§ **WHAT IS NEEDED**
Write out the records below as a numbered list, leaving out any blank lines.

§ **DATASET**

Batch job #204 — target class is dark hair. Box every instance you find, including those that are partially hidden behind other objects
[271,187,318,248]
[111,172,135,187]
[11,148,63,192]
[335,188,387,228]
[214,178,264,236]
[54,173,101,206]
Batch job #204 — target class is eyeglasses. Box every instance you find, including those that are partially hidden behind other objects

§ **EXPECTED OUTPUT**
1. Batch job #204 — target class is dark hair. Box every instance you find, including those that are partially hidden behind other objects
2. [271,187,318,248]
3. [111,172,135,187]
4. [11,148,63,192]
5. [335,188,387,228]
6. [214,178,264,236]
7. [54,173,101,206]
8. Batch job #204 — target class is eyeglasses. Box every instance you find, including those that are partially hidden behind other objects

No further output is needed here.